#### [Objectives]
**1.** Write out the blog post word for word, starting with "Tuesday, July 12, 2005" and going on through "call themselves police!".
**2.** Answer these questions about the blog post:
(a) In what city was the writer in a club when a friend pulled out a joint?
(b) How long is the walk from the house to the bare necessities in town when the bridge is open?
(c) What color was the shirt of the man who yelled at the boyfriend to get off the bridge?

Tuesday, July 12, 2005

there is nothing i am worse at than being bad

and this statement totally takes on two meanings...

1- i am awful at breaking the rules. even little illegal things make me shudder with guilt. like smoking a joint in a club in london. when my friend pulled one out, i was sure i was soon to be deported. somehow it didn't click that all the people around me might be on far worse chemical yummies. but i did it (peer pressure!) and managed to somehow escape the radar of scotland yard. and they call themselves police!
i am always the first to be the voice of common sense, the parent if you will. i would never dream of driving even after only two beers. i feel really anxious every time i am standing even relatively close to private property signs (a sure sign i am an american, according to some of my british friends). in high school, when my friends would go hang out at night at the town pool, or skipped school, i was always the one they had to drag along kicking and screaming.
not only do my friends balk at my goody two shoes nature, but so does my boyfriend. let me paint the scene... we live in a tres small mountain town in new york state. we had super floods this year and they wiped out the bridge that leads from our house into town. when the bridge is open, it is a simple 5 minute walk to all the bare necessities. when they recently closed it to (presumably) fix it, the walk turned into a 20 minute hike to reach the second bridge, at the other end of town. now, when i say they closed the bridge, i use the term 'close' loosely. what they really did (at first) was just park an extra large construction vehicle across the entrance. you could easily still get across, so, naturally, everyone still did. seeing that the behemoth electrical truck did nothing to deter the mighty mountain townsfolk, the county workers then brought out the big guns and put one of those concrete barriers across (the kind they use to divide highways). unfortunately, someone in the shop didn't quite measure right (or didn't quite care to) and the barrier was a good two feet short of the width of the bridge. just the perfect size for a human to walk through. the saga continued when they also erected a nice big "bridge closed" sign. they must have figured that now people would get the picture. if only they were so lucky. while i, dutiful town citizen that i am, long ago gave up crossing (to be honest, even the big scary truck made me feel not wanted), my boyfriend (he's a rebel and i love him so) felt he couldn't be stopped by any silly county workers. it took him till they finally broke down and put up an additional "sidewalk closed sign" to be slightly wary. but even that didn't completely stop him. what did eventually was some big dude in a neon orange shirt yelling at him to "get the %$#! off the bridge".

#### [Material shown]

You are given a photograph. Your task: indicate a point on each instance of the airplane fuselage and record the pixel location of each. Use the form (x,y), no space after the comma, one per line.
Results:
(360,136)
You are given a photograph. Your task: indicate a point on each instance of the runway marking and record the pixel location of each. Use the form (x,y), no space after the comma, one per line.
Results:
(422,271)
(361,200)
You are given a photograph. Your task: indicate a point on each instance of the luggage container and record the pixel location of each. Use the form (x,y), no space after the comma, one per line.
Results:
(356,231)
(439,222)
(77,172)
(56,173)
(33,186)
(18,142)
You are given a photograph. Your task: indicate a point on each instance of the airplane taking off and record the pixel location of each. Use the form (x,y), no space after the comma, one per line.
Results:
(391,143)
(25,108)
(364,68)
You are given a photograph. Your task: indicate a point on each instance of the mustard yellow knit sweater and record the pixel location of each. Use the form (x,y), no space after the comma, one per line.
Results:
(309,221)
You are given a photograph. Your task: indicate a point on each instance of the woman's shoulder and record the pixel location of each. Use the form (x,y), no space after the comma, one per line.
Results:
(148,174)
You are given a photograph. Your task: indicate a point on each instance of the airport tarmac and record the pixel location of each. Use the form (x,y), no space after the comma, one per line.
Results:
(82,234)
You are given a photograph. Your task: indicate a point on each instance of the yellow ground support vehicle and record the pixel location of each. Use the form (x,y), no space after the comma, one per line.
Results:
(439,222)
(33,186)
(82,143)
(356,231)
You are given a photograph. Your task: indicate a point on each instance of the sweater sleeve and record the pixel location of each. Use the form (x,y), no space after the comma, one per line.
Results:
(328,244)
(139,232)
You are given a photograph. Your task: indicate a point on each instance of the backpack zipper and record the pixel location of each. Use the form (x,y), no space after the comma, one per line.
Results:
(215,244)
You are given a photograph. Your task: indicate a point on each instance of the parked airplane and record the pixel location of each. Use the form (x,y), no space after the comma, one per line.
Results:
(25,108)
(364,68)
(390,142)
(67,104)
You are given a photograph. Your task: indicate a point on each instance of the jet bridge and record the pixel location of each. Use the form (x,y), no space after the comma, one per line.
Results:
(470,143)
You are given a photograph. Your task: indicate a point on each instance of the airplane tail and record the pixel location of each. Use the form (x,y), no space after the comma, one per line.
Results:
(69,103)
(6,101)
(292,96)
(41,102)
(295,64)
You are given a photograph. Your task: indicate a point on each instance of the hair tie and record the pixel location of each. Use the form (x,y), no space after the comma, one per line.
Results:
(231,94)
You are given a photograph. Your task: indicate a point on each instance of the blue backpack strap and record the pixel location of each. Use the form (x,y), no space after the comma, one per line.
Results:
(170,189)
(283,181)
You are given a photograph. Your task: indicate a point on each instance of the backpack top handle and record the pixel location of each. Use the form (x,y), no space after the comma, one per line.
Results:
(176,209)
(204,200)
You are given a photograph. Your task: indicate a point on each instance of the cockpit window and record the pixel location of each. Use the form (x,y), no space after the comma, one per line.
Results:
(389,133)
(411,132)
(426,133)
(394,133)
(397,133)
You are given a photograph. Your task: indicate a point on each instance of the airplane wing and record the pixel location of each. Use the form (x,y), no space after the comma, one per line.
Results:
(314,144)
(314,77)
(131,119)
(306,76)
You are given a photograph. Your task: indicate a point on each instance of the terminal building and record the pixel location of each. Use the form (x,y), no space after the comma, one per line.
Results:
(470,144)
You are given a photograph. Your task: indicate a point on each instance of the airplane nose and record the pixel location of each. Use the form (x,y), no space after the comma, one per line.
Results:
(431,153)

#### [Answers by task]
**1.**
Tuesday, July 12, 2005

there is nothing i am worse at than being bad

and this statement totally takes on two meanings...

1- i am awful at breaking the rules. even little illegal things make me shudder with guilt. like smoking a joint in a club in london. when my friend pulled one out, i was sure i was soon to be deported. somehow it didn't click that all the people around me might be on far worse chemical yummies. but i did it (peer pressure!) and managed to somehow escape the radar of scotland yard. and they call themselves police!

**2.**
(a) London
(b) 5 minutes
(c) Neon orange